● **Extrait du texte**:
***

David Moody
Que signifie « vivre les enseignements » ?

Nous devons d’abord savoir ce que nous entendons par « les enseignements ». Ce n’est pas aussi évident qu’il n’y paraît à première vue, car les enseignements sont immenses. Ils sont semblables à l’énergie qui traversait le corps de Krishnamurti, représentant une expression monumentale de cette énergie. Notre première tâche aujourd’hui est donc de formuler un modèle des enseignements, quelque chose qui suggère leur nature et leur complexité. J’utiliserai la métaphore d’un bâtiment, un bâtiment de quatre étages, pour décrire certains des thèmes majeurs présents dans l’œuvre de Krishnamurti. Veuillez garder à l’esprit qu’il ne s’agit que d’une approximation grossière.

***

● **Consigne**: Résumez en deux phrases l'extrait sur les enseignements de Krishnamurti. Appuyez-vous uniquement sur l'extrait.

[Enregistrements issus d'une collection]
***

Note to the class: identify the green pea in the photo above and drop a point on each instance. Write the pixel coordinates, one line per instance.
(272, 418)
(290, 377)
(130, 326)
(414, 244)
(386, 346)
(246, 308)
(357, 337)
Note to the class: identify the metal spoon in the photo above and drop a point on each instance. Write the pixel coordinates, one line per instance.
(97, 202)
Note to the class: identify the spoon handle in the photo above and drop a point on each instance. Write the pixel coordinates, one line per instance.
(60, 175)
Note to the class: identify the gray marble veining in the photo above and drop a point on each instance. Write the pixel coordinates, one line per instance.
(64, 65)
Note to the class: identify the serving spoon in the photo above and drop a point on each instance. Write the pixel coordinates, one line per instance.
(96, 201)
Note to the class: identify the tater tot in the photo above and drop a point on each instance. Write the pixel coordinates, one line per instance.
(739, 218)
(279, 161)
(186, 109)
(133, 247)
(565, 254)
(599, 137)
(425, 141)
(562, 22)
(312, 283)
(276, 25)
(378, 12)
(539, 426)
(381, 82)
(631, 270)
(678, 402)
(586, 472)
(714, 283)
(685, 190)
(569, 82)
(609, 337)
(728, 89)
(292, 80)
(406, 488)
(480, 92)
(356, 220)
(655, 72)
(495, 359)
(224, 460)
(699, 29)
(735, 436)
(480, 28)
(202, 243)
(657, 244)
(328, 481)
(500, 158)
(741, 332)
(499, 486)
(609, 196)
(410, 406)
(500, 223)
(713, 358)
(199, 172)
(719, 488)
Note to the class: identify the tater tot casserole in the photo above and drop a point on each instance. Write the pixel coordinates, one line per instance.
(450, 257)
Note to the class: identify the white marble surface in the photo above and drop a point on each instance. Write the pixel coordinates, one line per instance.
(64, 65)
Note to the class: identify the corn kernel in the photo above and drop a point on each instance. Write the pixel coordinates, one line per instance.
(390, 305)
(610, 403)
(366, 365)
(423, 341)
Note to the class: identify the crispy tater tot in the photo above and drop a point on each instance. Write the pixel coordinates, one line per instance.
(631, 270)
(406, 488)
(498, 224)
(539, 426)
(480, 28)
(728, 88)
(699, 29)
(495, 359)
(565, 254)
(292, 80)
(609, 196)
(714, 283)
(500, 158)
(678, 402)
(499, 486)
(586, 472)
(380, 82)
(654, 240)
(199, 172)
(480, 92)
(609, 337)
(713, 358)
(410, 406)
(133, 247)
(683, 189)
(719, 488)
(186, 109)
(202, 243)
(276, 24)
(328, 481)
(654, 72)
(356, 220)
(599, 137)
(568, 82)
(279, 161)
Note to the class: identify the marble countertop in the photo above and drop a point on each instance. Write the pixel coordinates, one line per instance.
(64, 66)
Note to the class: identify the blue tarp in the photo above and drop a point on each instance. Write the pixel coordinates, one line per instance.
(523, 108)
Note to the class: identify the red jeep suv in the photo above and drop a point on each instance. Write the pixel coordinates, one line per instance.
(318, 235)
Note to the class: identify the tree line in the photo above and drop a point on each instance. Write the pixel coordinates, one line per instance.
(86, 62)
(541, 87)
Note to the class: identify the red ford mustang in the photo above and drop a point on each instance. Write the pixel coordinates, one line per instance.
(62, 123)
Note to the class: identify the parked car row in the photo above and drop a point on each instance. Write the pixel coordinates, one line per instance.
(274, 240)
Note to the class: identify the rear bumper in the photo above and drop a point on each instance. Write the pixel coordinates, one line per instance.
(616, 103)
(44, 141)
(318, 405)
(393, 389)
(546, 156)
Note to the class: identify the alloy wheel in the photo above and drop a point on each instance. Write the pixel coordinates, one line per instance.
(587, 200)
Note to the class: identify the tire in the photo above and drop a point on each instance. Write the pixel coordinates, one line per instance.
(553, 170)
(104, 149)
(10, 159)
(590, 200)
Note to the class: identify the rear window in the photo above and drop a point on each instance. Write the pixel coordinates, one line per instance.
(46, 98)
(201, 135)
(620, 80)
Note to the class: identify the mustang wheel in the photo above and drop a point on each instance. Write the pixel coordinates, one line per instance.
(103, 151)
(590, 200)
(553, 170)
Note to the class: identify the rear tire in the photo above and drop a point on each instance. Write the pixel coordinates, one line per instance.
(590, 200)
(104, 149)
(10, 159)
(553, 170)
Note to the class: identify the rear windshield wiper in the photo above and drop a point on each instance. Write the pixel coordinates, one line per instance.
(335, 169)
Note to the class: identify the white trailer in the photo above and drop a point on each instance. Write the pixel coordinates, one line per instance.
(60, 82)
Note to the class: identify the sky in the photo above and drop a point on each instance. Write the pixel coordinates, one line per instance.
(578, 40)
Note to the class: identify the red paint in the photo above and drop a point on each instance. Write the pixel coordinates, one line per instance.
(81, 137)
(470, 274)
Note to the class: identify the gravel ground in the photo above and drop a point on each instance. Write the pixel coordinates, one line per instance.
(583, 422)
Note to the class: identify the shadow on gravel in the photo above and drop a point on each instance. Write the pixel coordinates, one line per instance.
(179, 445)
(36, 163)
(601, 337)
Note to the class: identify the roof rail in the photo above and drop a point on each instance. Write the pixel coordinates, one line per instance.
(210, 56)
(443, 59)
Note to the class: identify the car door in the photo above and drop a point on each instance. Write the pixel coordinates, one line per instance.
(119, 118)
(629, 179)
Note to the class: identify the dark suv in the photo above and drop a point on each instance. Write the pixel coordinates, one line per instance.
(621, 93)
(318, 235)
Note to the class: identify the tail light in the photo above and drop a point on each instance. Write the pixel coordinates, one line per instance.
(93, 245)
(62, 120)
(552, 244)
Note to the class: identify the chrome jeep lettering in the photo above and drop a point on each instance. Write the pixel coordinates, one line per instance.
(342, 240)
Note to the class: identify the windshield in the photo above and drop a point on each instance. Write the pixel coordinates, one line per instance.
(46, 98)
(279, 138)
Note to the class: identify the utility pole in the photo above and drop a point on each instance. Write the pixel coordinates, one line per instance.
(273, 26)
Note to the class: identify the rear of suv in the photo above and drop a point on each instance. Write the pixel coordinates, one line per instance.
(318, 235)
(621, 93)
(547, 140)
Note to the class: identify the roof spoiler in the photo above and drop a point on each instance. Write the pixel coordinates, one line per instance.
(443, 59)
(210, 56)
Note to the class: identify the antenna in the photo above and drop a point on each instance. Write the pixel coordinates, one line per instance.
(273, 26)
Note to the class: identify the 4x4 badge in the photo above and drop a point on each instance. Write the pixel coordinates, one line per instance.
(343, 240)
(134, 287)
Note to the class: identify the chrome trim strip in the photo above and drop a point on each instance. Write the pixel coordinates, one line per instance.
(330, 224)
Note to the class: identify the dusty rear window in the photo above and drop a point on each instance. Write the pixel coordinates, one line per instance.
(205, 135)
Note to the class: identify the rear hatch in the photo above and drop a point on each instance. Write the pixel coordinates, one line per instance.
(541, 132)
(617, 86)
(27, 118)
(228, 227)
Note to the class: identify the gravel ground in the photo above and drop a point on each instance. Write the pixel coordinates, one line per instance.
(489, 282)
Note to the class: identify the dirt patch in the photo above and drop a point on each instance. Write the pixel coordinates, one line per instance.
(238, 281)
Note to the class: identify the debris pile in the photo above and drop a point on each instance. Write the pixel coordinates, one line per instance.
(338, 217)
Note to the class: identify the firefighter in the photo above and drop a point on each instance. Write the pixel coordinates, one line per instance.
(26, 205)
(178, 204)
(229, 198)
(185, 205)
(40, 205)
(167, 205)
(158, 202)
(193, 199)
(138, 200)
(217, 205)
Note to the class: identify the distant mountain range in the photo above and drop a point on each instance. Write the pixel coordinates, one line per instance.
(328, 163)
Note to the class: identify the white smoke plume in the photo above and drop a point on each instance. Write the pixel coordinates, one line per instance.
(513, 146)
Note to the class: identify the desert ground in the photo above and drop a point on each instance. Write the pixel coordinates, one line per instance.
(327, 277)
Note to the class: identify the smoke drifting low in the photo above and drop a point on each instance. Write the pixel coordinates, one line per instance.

***

● **Résultat**: Pour savoir ce que signifie « vivre les enseignements », il faut d'abord préciser ce qu'on entend par ce terme, ce qui n'est pas évident, car ces enseignements sont immenses et semblables à l'énergie qui traversait le corps de Krishnamurti. Le texte propose donc d'en formuler un modèle, sous la forme d'une approximation grossière : un bâtiment de quatre étages décrivant certains thèmes majeurs de son œuvre.